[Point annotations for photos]
--- BEGIN ---

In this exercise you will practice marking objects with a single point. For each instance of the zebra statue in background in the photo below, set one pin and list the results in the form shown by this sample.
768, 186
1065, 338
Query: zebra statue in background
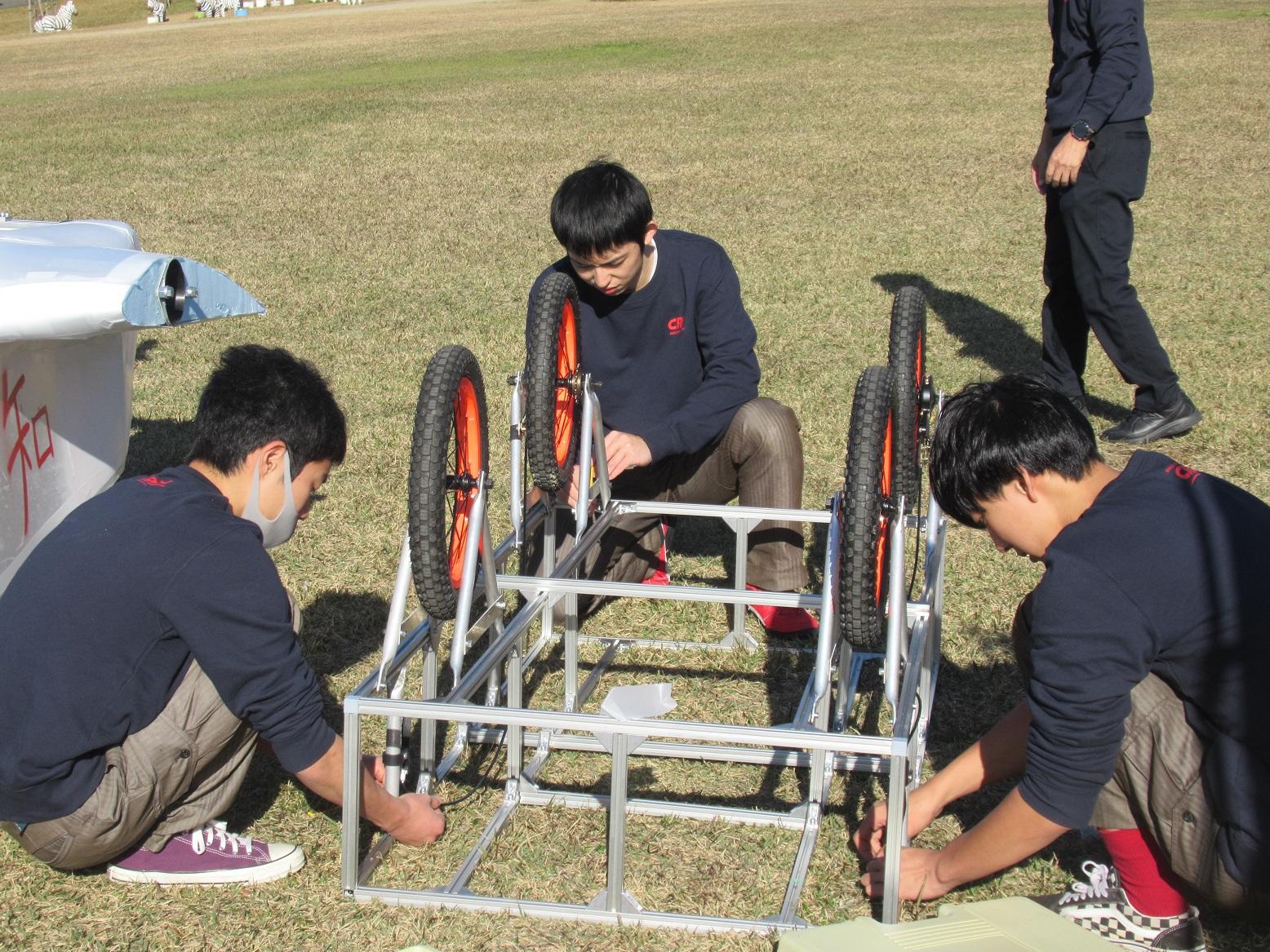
57, 20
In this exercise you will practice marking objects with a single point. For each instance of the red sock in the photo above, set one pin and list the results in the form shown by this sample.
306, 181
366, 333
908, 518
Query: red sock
1144, 874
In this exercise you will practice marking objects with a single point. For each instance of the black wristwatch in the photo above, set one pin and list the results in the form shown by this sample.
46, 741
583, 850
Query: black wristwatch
1081, 131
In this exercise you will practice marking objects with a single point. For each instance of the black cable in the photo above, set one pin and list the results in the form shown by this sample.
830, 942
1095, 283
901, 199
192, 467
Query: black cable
484, 780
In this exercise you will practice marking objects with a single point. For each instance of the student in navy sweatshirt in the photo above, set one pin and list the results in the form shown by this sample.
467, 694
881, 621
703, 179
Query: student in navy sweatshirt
1144, 657
664, 330
148, 643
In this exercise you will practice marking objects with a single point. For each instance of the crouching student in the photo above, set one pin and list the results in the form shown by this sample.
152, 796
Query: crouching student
1144, 652
664, 330
148, 643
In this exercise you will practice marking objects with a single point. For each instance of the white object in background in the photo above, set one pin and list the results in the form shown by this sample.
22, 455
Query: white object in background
634, 702
71, 299
55, 22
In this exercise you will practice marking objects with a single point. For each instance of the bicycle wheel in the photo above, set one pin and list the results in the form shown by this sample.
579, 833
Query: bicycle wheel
552, 383
907, 362
447, 454
868, 511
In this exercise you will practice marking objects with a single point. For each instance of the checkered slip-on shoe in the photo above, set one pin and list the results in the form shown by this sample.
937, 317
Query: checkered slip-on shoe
1101, 906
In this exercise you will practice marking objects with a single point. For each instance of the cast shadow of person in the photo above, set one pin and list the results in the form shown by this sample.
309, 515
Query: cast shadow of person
986, 334
340, 630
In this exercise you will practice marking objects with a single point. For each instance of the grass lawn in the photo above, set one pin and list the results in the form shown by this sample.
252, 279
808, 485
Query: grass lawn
380, 175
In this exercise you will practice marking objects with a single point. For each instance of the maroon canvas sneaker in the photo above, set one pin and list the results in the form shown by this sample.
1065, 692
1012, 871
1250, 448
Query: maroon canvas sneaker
780, 620
208, 857
662, 574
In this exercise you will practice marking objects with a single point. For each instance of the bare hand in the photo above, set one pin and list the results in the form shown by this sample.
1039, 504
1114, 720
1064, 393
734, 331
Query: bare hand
917, 875
1064, 162
374, 766
870, 835
422, 820
623, 451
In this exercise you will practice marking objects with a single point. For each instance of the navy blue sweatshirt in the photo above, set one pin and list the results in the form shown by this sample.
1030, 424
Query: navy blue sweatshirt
1101, 69
1165, 573
676, 358
100, 625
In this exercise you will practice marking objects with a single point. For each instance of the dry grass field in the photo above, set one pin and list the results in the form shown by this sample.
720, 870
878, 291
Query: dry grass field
380, 175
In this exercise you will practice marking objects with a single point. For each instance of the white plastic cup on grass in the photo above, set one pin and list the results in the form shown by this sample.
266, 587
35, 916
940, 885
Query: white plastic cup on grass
634, 702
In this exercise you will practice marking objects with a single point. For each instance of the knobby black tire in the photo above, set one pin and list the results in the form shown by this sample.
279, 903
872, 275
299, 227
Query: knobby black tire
907, 362
550, 463
434, 457
865, 511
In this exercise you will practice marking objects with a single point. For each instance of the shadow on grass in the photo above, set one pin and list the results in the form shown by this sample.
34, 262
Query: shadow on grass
157, 445
986, 334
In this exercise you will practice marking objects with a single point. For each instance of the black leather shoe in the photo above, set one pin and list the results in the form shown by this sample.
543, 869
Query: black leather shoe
1143, 427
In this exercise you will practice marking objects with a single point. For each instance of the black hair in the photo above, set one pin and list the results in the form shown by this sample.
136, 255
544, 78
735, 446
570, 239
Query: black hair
600, 207
987, 433
258, 395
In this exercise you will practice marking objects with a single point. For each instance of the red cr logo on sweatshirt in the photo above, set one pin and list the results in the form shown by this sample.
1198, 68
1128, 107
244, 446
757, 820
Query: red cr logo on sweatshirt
1183, 472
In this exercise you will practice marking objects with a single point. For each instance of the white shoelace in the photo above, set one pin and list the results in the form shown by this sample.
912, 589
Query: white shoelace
216, 833
1099, 885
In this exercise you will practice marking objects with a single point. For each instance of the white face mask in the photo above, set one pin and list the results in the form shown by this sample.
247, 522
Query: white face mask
281, 527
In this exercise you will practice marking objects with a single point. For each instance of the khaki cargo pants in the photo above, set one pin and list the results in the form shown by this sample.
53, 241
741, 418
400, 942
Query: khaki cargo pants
175, 774
1157, 787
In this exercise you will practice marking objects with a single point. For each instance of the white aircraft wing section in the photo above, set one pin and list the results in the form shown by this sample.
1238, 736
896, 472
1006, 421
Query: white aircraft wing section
71, 297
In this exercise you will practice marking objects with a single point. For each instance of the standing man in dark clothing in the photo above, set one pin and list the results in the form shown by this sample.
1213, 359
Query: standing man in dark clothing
1144, 655
148, 641
1090, 166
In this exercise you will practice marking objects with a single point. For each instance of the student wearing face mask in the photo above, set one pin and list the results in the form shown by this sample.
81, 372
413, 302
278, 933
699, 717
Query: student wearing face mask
148, 644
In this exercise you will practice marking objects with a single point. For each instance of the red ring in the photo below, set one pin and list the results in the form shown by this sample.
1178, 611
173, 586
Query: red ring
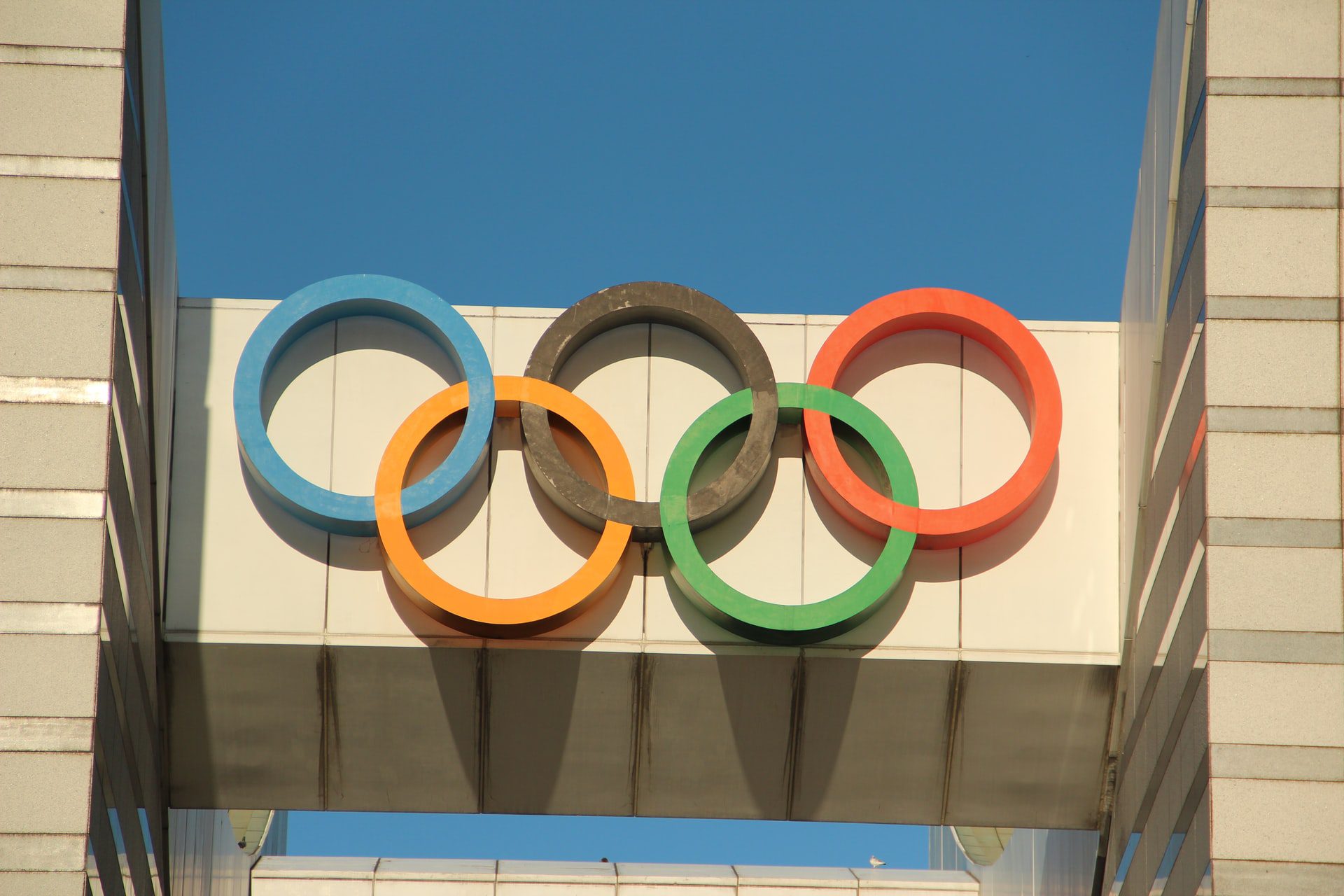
1002, 333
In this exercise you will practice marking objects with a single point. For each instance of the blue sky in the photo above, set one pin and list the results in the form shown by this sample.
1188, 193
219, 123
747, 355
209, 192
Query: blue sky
778, 156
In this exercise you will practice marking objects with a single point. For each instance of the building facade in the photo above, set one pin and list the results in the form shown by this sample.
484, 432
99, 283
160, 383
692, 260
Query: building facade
1186, 704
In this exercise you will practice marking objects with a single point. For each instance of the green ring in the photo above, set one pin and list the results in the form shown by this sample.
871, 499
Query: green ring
761, 620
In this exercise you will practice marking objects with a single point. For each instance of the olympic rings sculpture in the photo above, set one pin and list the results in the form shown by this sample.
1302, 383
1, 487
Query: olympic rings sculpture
892, 514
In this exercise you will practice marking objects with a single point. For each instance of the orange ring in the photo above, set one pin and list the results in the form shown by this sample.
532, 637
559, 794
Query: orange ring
976, 318
473, 613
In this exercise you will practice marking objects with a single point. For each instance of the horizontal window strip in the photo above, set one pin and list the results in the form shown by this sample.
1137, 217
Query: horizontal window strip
1184, 258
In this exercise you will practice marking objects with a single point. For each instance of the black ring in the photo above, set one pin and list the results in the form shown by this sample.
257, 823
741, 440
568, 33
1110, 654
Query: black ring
673, 305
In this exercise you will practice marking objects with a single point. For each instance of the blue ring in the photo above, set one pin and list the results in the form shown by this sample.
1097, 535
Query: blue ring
351, 296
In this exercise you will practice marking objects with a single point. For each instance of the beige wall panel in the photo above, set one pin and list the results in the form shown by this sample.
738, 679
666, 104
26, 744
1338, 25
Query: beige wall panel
1280, 39
218, 514
1273, 475
61, 111
64, 23
48, 675
50, 333
1276, 589
46, 559
1272, 251
59, 222
1277, 820
904, 381
385, 371
1276, 703
913, 382
1070, 589
45, 793
760, 547
1272, 363
54, 447
1273, 141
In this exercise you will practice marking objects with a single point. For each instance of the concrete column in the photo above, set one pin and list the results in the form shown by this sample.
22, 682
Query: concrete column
61, 90
1276, 608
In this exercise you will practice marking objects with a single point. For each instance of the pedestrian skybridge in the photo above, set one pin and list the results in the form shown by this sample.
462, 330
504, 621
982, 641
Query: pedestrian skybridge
321, 669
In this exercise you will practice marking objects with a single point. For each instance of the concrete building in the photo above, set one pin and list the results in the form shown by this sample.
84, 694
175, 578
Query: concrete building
1132, 684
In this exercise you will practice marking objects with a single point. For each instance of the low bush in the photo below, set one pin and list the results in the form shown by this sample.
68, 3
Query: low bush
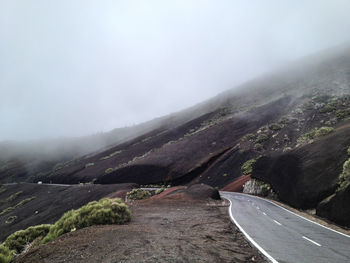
2, 189
105, 211
18, 240
275, 126
344, 177
13, 196
258, 147
109, 170
6, 254
315, 133
158, 191
323, 131
247, 167
248, 137
10, 219
261, 138
342, 114
138, 194
328, 108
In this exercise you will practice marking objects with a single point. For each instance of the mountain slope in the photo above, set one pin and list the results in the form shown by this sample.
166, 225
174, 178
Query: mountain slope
277, 116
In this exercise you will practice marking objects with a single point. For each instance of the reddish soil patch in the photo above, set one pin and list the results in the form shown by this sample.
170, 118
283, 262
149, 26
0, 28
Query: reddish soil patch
168, 192
237, 185
159, 232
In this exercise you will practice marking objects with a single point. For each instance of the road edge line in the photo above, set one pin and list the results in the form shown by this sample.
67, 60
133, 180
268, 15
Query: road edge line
297, 215
251, 240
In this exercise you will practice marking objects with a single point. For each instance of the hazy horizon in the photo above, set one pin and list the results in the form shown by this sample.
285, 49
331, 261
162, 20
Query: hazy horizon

--- END ---

[EXERCISE DETAILS]
Express as a numbered list, with blank lines omitted, the lines of the listing beginning with the line that contains "of the mountain" and continuing through the end of the listing.

[CORRECT ANSWER]
1. In this exercise you will practice marking objects with a single point. For each instance of the mountain slope in the photo above, set one pin and list the results in the form shown by this sample.
2. 166, 225
3. 174, 178
4. Query: mountain slope
5. 277, 116
6. In this exercise you will practice marking objects with a single point. For each instance of the reddish soil patch in the photo above, set one pin and list the results in the form shown by this sample.
7. 170, 118
8. 283, 262
9. 149, 26
10. 0, 28
11. Query: reddish soil patch
12. 168, 192
13. 237, 185
14. 159, 232
15. In this exercise you will practice marking objects with a single point. For each instance of the road edge line in the photo above, set one pin and list the results in the form shown by this sample.
16. 67, 60
17. 133, 180
18. 268, 15
19. Query: road edge line
20. 297, 215
21. 251, 240
22. In this exercise you will practice marking objects with a single point. For each instance of the hazy horizon in the photo above, set one pin and list the results in the form shown by this sample.
23. 285, 49
24. 331, 261
25. 162, 20
26. Query: hazy horizon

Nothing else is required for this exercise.